[PROBLEM DESCRIPTION]
Please list every line below that contains the word "blonde", copying each one in full.

[ENTRIES SHOWN]
---

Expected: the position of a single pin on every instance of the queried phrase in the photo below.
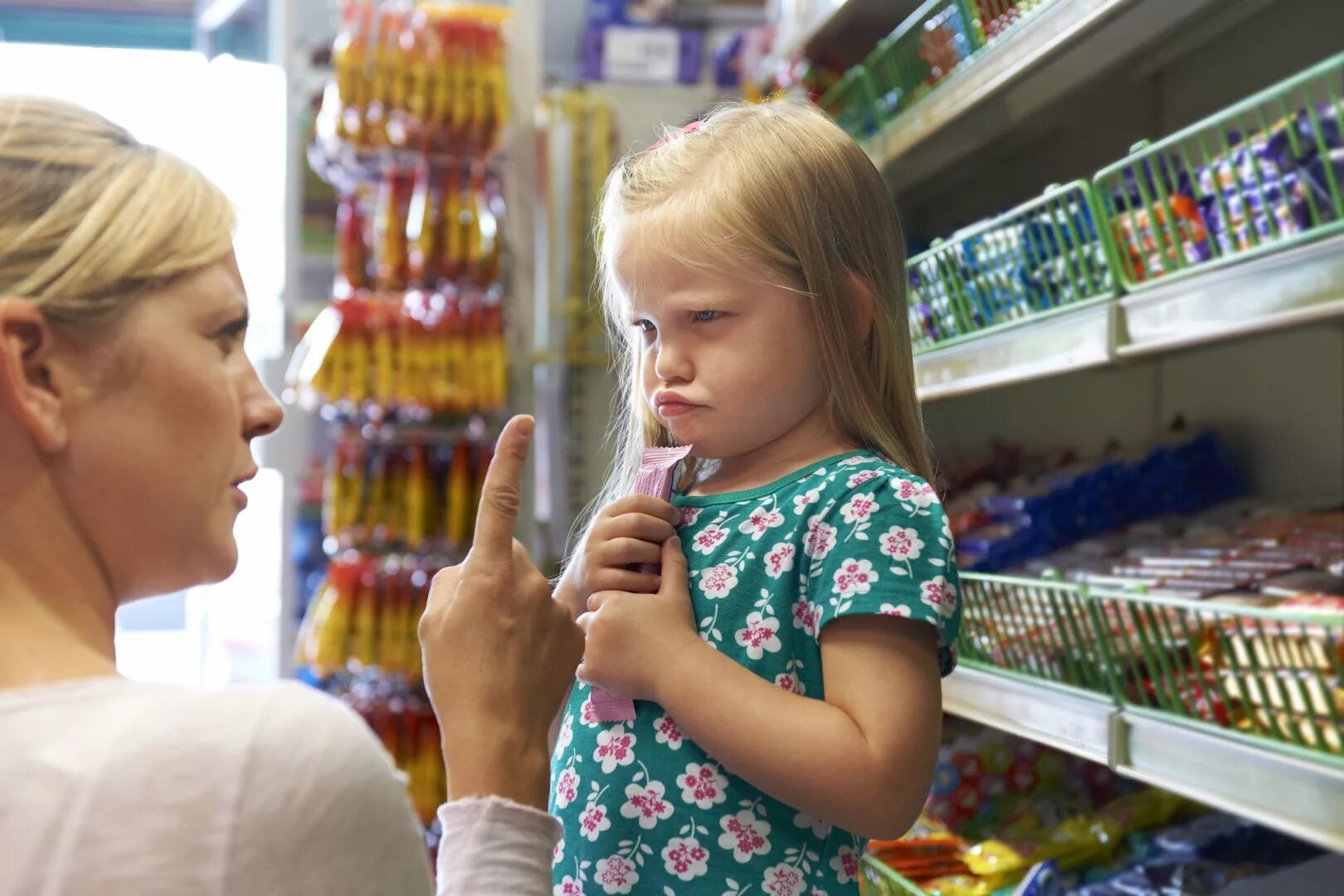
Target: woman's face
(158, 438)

---

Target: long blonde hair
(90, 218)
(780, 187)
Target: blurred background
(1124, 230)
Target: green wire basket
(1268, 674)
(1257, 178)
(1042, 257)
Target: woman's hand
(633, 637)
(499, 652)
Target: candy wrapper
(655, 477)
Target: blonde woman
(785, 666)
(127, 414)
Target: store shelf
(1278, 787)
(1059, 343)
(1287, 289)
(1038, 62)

---

[WRITTEN ANSWER]
Target: long blonde hair
Target: blonde woman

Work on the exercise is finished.